*Aim of the exercise*: Reproduce the following data line for line, without altering a single character.

○ ○ ○

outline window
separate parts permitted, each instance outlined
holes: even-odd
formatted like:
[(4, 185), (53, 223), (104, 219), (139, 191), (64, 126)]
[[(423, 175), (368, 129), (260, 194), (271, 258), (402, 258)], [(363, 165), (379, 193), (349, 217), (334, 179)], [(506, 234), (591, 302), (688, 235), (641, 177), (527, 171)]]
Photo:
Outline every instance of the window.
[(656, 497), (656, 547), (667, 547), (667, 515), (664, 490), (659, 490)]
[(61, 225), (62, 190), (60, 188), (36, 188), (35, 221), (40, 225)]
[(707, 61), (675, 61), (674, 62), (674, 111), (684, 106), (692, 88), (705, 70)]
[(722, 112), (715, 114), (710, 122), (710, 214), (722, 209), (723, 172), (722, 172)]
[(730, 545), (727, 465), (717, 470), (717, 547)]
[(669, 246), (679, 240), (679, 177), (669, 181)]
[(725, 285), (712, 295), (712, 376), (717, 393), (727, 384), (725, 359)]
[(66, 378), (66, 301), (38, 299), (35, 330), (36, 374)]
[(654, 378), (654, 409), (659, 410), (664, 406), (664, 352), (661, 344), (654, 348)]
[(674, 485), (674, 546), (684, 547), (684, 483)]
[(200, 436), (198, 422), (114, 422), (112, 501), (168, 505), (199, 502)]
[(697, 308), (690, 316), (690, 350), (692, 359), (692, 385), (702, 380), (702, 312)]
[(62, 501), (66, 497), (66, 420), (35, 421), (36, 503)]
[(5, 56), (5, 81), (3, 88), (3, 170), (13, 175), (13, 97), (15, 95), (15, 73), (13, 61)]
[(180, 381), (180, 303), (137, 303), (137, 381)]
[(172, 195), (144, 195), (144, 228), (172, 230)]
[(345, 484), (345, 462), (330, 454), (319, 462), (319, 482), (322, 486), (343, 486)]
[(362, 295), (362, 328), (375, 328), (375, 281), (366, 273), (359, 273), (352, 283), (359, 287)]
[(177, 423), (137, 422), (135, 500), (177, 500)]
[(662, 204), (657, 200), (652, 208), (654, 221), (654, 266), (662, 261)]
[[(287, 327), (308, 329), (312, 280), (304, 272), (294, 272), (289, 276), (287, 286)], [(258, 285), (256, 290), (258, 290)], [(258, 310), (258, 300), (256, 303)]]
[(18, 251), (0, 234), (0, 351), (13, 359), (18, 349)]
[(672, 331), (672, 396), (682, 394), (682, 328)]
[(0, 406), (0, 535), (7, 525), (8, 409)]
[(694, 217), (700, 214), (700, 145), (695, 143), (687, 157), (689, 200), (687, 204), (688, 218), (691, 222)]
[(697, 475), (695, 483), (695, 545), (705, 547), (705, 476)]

○ ○ ○

*Task result*:
outline window
separate parts permitted, each instance outlined
holes: even-odd
formatted like:
[(4, 185), (53, 223), (104, 219), (139, 191), (64, 126)]
[[(423, 175), (368, 129), (260, 194), (271, 258), (402, 258)], [(363, 165), (379, 193), (349, 217), (334, 179)], [(506, 234), (591, 302), (688, 235), (641, 177), (527, 171)]]
Photo:
Outline every instance of the window.
[(656, 497), (656, 547), (667, 547), (667, 515), (664, 490), (659, 490)]
[(61, 225), (62, 190), (60, 188), (36, 188), (35, 221), (40, 225)]
[(707, 61), (675, 61), (674, 62), (674, 111), (684, 106), (692, 88), (705, 70)]
[(722, 112), (715, 114), (710, 122), (710, 214), (722, 209), (723, 172), (722, 172)]
[(730, 545), (727, 465), (717, 470), (717, 547)]
[(669, 246), (679, 240), (679, 177), (669, 181)]
[(725, 285), (712, 295), (712, 376), (717, 393), (727, 384), (725, 359)]
[(66, 378), (66, 301), (38, 299), (35, 330), (36, 374)]
[(654, 378), (654, 409), (659, 410), (664, 406), (664, 352), (661, 344), (654, 348)]
[(674, 485), (674, 546), (684, 547), (684, 483)]
[(200, 436), (198, 422), (114, 422), (112, 501), (168, 505), (199, 502)]
[(697, 308), (690, 316), (690, 350), (692, 359), (692, 385), (702, 380), (702, 312)]
[(62, 501), (66, 497), (66, 420), (35, 421), (36, 503)]
[(5, 56), (5, 81), (3, 88), (3, 170), (13, 175), (13, 97), (15, 95), (15, 73), (13, 61)]
[(180, 381), (180, 303), (137, 303), (137, 381)]
[(172, 195), (144, 195), (144, 228), (172, 230)]
[(345, 484), (345, 462), (330, 454), (319, 462), (319, 482), (322, 486), (343, 486)]
[(362, 295), (362, 328), (375, 328), (375, 281), (366, 273), (359, 273), (352, 283), (359, 287)]
[(177, 423), (137, 422), (135, 500), (177, 500)]
[(662, 204), (657, 200), (652, 208), (654, 221), (654, 266), (662, 261)]
[[(287, 327), (308, 329), (312, 280), (304, 272), (294, 272), (289, 276), (287, 286)], [(258, 285), (256, 290), (258, 290)], [(258, 310), (258, 300), (256, 303)]]
[(18, 251), (0, 234), (0, 351), (13, 359), (18, 349)]
[(672, 331), (672, 396), (682, 394), (682, 328)]
[(0, 406), (0, 535), (7, 525), (8, 409)]
[(694, 217), (700, 214), (700, 145), (695, 143), (687, 157), (689, 200), (687, 204), (688, 218), (691, 222)]
[(697, 475), (695, 483), (695, 545), (705, 547), (705, 476)]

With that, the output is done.